Exercise aim:
Rewrite the lines running from the line with "the decorative vase" through the last line, swapping "single dot" for "single point" and leaving everything else as it is.

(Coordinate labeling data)

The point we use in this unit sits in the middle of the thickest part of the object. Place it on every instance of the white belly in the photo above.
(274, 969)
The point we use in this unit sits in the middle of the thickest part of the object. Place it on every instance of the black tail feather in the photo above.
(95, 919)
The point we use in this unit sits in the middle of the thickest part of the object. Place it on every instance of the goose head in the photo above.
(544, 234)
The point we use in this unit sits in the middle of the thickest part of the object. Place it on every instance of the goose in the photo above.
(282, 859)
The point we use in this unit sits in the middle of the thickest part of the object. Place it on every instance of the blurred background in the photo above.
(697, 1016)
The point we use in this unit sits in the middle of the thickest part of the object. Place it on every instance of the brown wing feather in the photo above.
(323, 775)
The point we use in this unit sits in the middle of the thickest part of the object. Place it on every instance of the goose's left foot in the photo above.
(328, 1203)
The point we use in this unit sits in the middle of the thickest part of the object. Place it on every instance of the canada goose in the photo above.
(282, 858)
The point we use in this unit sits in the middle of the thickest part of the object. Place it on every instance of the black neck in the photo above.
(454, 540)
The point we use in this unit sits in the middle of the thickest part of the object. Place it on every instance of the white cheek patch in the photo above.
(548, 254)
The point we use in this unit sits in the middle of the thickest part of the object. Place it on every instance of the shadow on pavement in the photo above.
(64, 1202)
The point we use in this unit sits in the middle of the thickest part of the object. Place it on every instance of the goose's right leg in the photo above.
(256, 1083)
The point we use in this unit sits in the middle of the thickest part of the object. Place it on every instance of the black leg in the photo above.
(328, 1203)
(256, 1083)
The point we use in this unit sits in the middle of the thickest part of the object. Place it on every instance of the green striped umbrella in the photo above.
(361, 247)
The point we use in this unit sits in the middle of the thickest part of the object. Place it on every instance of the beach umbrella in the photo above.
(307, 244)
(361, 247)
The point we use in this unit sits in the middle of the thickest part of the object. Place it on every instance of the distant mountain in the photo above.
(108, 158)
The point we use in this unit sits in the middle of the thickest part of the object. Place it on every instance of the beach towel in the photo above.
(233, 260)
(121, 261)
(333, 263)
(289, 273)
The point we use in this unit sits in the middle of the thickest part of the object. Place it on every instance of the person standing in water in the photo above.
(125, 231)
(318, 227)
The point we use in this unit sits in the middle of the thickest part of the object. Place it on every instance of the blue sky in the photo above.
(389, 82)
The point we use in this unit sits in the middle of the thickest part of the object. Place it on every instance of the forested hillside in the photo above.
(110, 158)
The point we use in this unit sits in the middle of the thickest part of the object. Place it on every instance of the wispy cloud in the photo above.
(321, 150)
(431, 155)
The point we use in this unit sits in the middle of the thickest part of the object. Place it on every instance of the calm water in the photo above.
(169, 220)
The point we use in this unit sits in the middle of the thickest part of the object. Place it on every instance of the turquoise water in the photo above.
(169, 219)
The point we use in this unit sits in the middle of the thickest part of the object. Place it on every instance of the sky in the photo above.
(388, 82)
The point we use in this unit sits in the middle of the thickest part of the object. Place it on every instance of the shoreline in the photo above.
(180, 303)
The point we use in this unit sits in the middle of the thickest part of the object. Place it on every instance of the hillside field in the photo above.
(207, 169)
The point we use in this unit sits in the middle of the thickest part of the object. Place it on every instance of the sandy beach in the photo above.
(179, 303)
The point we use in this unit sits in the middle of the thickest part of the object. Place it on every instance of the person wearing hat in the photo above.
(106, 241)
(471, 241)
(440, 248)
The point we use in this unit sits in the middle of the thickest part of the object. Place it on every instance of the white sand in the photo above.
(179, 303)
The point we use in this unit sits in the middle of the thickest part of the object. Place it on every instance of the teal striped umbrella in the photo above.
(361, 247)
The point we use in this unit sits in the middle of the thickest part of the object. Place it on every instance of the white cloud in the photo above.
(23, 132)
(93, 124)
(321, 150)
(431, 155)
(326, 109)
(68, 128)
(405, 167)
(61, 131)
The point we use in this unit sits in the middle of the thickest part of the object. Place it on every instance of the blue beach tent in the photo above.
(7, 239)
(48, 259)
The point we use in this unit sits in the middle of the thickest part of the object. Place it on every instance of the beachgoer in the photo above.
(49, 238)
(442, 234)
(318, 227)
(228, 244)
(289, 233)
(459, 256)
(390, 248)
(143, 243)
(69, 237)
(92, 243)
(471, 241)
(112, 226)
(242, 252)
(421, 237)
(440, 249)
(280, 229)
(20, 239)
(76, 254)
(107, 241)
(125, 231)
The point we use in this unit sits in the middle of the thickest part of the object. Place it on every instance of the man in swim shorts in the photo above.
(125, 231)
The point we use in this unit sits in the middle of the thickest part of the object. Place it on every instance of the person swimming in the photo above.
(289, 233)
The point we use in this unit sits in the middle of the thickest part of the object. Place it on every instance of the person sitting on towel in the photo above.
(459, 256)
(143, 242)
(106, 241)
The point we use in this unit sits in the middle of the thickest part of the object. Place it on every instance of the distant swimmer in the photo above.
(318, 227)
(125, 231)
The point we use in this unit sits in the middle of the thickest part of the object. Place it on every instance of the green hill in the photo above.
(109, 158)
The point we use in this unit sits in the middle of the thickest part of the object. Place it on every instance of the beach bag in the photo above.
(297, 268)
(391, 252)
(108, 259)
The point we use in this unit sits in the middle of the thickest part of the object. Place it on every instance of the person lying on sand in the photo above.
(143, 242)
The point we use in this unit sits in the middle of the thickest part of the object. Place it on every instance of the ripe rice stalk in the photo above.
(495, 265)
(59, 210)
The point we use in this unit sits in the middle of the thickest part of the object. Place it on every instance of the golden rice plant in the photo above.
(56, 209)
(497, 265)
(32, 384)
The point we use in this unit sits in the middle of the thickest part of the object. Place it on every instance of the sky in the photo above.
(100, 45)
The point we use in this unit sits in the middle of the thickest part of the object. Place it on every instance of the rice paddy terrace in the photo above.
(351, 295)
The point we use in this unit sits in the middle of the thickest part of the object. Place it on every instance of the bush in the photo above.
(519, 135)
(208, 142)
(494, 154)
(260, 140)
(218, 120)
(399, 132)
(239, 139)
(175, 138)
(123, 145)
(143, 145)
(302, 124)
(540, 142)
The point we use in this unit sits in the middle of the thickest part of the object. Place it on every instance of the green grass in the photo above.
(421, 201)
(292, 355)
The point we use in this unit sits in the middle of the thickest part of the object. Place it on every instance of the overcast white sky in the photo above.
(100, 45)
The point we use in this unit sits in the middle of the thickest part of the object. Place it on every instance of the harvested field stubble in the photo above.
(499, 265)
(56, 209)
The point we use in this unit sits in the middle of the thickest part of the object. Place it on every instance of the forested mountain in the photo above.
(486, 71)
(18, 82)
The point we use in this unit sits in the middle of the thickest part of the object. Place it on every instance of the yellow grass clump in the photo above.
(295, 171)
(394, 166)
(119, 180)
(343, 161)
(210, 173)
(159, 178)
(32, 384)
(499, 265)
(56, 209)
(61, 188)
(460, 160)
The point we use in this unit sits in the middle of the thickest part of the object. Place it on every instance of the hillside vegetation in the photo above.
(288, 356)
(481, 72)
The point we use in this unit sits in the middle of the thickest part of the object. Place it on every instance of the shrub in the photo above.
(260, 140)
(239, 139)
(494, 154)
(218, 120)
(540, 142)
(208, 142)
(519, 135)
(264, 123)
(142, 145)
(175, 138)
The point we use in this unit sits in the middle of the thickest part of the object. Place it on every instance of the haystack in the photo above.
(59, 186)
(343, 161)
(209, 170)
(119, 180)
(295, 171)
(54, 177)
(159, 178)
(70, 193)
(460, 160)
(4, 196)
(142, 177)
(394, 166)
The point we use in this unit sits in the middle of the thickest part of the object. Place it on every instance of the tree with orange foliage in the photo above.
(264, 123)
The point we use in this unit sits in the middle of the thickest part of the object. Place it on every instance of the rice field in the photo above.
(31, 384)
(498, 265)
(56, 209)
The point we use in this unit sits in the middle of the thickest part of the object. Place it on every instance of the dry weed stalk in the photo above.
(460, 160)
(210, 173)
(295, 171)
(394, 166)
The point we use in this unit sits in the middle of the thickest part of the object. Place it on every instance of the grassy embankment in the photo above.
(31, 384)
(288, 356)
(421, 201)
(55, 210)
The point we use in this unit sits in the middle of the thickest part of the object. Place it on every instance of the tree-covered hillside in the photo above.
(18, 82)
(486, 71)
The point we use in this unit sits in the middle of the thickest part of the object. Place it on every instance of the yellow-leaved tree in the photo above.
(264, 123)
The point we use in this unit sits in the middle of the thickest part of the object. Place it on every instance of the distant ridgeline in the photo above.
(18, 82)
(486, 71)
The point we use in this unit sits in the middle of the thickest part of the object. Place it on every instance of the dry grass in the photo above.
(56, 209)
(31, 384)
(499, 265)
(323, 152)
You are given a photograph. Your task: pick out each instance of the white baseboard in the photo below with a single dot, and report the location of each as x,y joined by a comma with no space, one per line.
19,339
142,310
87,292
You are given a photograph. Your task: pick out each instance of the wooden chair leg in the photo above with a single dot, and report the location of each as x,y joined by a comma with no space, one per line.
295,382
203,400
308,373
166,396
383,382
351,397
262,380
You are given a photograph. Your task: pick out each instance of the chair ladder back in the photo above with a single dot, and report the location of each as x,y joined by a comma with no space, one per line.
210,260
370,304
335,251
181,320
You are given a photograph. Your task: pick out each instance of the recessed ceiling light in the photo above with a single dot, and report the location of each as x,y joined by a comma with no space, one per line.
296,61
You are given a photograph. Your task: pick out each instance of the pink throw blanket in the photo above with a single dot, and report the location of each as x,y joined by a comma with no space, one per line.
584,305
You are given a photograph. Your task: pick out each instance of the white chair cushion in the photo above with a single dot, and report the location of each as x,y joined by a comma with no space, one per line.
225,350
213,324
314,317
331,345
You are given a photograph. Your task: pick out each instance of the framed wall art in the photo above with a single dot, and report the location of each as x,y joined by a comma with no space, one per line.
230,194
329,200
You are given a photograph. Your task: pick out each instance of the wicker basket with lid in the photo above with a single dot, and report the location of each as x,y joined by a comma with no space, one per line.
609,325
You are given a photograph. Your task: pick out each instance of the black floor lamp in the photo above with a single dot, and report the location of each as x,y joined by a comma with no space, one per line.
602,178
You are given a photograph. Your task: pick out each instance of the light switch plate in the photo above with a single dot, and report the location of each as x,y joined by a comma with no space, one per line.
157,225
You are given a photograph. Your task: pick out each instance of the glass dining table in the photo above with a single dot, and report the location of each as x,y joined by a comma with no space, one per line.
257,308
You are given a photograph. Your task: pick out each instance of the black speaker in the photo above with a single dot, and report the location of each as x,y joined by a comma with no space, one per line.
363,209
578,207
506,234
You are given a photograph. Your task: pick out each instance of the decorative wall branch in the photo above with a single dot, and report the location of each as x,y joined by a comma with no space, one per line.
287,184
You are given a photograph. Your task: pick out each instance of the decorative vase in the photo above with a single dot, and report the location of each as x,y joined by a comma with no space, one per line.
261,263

Written reply:
You are given a photograph. Your task: pick out each instance of the decorative vase in the photo above with a single point, and report the location of each as x,y joined by a comma with no space, one per line.
261,263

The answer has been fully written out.